PROBLEMA BREVE A:
Reproduza, sem nenhuma alteração, a parte do trecho sobre Eddie que começa em "Dave Beazley, amigo" e segue até "no Heavy Metal.".
PROBLEMA BREVE B:
No trecho sobre Eddie, por que a máscara criada por Beazley tossia sangue durante certa passagem da música? Responda em uma a três frases.

TRECHO PARA LEITURA:
Eddie e as turnês do Iron Maiden

Dave Beazley, amigo de Steve Harris (baixista e fundador da banda) foi um dos idealizadores de Eddie The Head:

“[…] Como na música ‘Iron Maiden a letra diz “See the blood begin to flow…” (veja o sangue começar a fluir…) Então para o pano de fundo que utilizávamos nos shows desenvolvi, com a ajuda de um amigo que estudava artes, uma máscara moldada a partir da minha própria face que tossia sangue durante essa passagem da música”, conta Beazley.

Os primórdios de Eddie: Painel que expelia fumaça e jorrava sangue

Com o passar dos anos as aparições de Eddie vão se tornando cada vez mais elaboradas, com direito a efeitos pirotécnicos, fogos de artifício, sonoplastia… Um cérebro gigantesco, ora conduzido à cabeça de Eddie, fazendo-o ganhar vida em pleno palco nos dá uma mostra que Eddie (e o Iron Maiden, claro) detém a ‘majestade’ da linguagem visual no Heavy Metal.

DADOS EXTRAÍDOS:
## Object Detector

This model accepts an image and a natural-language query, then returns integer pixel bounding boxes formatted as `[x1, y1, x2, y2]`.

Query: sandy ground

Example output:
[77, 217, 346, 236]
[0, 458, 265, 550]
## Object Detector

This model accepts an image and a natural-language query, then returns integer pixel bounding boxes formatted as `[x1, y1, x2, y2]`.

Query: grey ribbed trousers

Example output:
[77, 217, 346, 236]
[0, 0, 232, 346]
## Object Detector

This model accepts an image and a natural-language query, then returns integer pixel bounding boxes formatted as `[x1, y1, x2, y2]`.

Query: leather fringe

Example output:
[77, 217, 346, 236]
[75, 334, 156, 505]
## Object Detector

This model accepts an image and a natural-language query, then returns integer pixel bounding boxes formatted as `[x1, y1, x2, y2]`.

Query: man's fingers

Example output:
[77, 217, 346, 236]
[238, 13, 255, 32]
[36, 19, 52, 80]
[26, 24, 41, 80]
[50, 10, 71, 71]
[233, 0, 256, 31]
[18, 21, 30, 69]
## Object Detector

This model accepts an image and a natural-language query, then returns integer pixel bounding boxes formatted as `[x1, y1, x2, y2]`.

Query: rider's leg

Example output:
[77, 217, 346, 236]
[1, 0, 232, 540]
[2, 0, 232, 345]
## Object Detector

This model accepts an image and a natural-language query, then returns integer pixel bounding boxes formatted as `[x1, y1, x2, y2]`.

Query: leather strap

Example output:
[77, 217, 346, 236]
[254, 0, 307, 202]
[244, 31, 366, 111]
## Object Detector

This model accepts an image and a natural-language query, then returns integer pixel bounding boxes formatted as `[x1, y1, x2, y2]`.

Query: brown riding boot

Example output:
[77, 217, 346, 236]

RESULTADO CORRETO A:
Dave Beazley, amigo de Steve Harris (baixista e fundador da banda) foi um dos idealizadores de Eddie The Head:

“[…] Como na música ‘Iron Maiden a letra diz “See the blood begin to flow…” (veja o sangue começar a fluir…) Então para o pano de fundo que utilizávamos nos shows desenvolvi, com a ajuda de um amigo que estudava artes, uma máscara moldada a partir da minha própria face que tossia sangue durante essa passagem da música”, conta Beazley.

Os primórdios de Eddie: Painel que expelia fumaça e jorrava sangue

Com o passar dos anos as aparições de Eddie vão se tornando cada vez mais elaboradas, com direito a efeitos pirotécnicos, fogos de artifício, sonoplastia… Um cérebro gigantesco, ora conduzido à cabeça de Eddie, fazendo-o ganhar vida em pleno palco nos dá uma mostra que Eddie (e o Iron Maiden, claro) detém a ‘majestade’ da linguagem visual no Heavy Metal.

RESULTADO CORRETO B:
Porque, na música "Iron Maiden", a letra diz "See the blood begin to flow…" (veja o sangue começar a fluir…). Por isso, Beazley fez a máscara, moldada a partir do próprio rosto, tossir sangue justamente nessa passagem.